══ PROVIDED ENTRIES ══

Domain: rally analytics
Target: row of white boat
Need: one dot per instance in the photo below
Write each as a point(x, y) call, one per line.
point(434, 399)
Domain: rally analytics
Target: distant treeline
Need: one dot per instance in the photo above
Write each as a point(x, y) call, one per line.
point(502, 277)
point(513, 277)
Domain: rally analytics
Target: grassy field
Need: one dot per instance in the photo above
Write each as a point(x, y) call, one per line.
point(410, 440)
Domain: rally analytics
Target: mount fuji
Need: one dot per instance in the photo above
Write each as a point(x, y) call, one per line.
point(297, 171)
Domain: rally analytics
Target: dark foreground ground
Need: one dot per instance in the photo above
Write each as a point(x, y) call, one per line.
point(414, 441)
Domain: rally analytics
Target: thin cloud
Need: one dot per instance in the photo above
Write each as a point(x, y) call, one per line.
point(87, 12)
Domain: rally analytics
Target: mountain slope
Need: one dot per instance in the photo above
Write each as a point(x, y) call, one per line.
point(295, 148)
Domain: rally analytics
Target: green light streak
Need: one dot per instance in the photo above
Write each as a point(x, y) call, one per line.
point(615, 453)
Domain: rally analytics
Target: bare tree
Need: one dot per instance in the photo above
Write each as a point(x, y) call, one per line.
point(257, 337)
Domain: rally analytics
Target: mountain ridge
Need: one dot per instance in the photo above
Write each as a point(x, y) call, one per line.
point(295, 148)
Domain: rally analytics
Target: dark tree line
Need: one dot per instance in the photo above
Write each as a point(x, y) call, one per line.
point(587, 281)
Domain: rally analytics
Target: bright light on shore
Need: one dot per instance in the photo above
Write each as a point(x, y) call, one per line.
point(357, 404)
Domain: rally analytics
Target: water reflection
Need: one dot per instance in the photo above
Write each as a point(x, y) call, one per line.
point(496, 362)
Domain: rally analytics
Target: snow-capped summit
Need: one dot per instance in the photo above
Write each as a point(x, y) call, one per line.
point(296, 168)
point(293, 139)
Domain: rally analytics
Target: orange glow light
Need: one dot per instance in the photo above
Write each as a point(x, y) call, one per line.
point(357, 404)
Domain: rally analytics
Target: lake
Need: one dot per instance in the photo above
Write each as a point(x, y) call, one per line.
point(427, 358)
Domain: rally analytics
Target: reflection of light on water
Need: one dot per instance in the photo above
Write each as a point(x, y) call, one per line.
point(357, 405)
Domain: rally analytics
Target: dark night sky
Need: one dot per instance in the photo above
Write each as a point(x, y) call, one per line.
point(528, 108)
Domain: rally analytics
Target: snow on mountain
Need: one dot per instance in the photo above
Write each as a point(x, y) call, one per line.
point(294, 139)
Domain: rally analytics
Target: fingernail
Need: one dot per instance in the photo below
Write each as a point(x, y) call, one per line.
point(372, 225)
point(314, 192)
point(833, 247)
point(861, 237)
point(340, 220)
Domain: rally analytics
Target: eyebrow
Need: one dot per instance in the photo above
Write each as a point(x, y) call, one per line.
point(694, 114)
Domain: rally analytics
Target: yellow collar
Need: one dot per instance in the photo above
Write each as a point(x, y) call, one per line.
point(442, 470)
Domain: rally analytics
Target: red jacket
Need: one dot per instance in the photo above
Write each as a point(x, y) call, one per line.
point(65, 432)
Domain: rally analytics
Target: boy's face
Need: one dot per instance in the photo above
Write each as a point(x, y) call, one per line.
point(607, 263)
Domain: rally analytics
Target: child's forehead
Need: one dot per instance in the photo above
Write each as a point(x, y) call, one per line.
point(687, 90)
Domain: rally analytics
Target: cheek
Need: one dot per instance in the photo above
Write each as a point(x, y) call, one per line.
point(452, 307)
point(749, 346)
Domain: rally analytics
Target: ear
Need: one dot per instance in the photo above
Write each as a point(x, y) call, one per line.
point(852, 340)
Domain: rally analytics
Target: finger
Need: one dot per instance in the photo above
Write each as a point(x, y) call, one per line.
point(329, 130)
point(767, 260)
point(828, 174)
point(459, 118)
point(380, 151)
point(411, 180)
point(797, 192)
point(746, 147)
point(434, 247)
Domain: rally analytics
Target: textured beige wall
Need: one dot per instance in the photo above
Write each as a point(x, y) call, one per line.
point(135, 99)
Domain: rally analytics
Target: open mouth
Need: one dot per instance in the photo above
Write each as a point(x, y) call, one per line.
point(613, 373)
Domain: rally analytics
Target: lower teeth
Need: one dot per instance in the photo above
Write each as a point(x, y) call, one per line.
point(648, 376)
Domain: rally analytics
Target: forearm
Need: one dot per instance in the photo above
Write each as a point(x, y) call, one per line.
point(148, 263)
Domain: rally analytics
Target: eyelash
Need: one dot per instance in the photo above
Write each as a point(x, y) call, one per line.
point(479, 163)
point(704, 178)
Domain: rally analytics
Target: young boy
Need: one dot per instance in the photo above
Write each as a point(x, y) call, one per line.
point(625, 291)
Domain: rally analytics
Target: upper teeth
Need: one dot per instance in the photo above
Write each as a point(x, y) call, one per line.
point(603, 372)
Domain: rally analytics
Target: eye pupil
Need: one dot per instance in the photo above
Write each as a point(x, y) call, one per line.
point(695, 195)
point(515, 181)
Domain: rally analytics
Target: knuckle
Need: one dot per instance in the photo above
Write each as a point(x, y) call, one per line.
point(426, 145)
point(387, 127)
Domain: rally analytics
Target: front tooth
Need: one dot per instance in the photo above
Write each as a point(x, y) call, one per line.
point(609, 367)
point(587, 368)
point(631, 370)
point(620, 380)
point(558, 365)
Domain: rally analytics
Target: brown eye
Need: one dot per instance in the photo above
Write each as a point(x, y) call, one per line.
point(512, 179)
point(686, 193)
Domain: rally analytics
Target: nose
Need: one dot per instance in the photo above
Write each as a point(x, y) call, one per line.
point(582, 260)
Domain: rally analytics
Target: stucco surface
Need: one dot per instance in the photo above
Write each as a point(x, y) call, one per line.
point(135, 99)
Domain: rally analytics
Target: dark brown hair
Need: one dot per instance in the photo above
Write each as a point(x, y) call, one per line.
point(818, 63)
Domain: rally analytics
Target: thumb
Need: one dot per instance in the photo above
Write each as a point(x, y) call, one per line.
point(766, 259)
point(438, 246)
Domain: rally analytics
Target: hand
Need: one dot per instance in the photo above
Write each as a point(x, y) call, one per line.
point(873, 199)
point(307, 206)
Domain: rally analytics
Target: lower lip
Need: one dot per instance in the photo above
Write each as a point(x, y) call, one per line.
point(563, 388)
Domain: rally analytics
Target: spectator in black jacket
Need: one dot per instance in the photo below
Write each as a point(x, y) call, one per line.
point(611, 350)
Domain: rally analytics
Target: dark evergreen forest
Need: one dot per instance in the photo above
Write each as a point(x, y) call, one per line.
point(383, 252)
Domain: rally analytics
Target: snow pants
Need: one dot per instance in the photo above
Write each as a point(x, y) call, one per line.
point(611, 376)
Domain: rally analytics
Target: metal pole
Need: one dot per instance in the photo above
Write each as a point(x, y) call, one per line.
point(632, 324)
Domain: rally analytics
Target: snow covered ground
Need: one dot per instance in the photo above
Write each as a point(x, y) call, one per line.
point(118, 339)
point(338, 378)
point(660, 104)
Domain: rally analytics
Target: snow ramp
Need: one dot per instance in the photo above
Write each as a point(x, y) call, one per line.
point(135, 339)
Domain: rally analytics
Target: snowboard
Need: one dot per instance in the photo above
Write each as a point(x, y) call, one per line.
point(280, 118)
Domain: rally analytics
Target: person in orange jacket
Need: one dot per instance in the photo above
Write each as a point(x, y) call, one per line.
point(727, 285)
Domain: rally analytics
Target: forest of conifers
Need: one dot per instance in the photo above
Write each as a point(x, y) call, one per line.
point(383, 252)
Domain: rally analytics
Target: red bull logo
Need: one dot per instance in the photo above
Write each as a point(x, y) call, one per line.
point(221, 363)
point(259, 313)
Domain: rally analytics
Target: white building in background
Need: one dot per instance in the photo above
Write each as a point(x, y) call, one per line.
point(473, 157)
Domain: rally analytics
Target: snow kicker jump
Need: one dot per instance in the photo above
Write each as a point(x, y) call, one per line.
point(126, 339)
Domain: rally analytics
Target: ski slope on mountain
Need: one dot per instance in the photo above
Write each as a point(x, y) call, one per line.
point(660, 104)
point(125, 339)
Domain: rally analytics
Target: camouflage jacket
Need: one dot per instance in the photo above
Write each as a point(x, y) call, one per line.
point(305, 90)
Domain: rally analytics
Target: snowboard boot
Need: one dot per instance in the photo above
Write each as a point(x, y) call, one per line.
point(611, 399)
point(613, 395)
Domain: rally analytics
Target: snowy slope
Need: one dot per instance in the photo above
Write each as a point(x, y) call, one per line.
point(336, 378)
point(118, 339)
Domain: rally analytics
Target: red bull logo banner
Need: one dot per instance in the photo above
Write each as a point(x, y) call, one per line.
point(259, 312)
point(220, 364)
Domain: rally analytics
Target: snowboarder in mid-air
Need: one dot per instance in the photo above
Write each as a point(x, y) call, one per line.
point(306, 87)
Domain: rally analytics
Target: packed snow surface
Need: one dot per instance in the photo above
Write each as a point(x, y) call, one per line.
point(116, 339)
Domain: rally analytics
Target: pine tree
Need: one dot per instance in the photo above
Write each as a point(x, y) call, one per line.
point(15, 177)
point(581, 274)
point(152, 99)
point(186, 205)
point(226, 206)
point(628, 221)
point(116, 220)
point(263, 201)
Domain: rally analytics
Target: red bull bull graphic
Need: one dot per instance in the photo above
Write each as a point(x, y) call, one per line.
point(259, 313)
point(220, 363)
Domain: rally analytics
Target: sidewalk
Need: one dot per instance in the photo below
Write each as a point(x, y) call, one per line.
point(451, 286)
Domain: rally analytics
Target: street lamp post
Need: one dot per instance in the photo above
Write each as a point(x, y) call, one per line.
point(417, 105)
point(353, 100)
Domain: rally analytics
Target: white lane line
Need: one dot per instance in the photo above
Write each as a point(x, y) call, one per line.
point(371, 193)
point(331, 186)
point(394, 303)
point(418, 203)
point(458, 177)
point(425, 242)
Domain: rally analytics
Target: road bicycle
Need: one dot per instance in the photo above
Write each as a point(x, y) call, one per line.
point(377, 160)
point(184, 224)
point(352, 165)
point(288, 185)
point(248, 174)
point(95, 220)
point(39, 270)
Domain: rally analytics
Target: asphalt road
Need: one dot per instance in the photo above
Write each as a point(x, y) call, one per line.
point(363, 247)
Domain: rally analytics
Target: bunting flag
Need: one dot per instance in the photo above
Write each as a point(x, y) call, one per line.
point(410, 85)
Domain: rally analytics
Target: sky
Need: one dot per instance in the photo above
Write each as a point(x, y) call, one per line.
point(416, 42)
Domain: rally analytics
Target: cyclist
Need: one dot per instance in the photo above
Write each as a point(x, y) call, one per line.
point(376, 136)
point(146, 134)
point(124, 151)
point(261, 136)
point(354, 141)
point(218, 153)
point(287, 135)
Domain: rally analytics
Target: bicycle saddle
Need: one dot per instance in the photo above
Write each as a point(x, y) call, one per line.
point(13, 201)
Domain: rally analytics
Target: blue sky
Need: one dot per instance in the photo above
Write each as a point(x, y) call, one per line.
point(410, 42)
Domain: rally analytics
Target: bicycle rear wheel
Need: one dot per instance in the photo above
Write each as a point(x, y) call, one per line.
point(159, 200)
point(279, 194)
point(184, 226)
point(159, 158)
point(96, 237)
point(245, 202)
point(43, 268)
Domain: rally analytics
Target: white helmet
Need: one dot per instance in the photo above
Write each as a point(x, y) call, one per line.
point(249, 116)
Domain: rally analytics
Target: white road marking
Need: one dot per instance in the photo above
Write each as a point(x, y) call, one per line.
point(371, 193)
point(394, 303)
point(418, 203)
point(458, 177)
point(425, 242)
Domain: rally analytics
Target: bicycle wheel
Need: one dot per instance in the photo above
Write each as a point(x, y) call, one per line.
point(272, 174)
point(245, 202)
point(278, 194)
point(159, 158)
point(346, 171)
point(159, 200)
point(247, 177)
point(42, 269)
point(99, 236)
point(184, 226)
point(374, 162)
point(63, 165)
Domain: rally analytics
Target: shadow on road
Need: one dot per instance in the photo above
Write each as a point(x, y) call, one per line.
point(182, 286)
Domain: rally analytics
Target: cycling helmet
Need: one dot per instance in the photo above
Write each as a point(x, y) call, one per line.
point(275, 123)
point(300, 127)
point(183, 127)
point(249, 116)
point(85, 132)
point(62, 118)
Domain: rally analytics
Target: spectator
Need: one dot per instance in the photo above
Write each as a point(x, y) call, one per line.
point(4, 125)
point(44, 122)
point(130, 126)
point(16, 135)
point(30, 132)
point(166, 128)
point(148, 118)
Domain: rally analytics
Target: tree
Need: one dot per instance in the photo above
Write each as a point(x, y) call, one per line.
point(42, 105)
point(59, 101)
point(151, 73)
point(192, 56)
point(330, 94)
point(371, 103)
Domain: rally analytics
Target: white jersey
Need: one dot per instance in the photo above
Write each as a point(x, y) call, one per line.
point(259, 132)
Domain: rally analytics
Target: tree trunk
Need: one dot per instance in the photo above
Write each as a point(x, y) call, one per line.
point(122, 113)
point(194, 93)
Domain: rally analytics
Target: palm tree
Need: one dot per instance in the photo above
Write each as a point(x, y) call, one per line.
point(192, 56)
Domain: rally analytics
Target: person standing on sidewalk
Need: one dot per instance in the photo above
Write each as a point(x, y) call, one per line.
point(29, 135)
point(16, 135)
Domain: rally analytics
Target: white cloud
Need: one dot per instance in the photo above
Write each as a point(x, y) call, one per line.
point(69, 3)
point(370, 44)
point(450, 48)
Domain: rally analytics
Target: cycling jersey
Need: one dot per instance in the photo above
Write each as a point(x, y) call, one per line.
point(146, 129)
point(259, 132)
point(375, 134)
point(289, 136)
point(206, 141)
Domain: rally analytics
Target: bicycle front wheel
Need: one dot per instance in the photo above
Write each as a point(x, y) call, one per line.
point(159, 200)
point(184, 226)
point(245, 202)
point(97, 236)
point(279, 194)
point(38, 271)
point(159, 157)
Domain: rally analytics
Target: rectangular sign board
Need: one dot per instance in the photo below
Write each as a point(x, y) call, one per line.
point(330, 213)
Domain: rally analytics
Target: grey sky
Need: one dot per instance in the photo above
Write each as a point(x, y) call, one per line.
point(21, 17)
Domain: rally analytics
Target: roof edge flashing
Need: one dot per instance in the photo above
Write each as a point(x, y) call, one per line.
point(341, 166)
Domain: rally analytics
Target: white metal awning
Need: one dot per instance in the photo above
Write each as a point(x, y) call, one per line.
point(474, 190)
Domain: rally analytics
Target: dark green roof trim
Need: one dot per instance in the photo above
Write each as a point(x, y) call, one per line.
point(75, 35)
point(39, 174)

═══

PROBLEM TO SOLVE> Can you rewrite the records starting at the beginning of the records and ending at the line containing "point(513, 277)", substituting "far treeline" for "distant treeline" and keeping everything else the same?

FINISHED EXERCISE>
Domain: rally analytics
Target: row of white boat
Need: one dot per instance in the photo below
Write each as a point(x, y) call, one per line.
point(434, 399)
Domain: rally analytics
Target: far treeline
Need: one dot per instance in the photo above
Write each as a point(x, y) call, one per line.
point(502, 277)
point(513, 277)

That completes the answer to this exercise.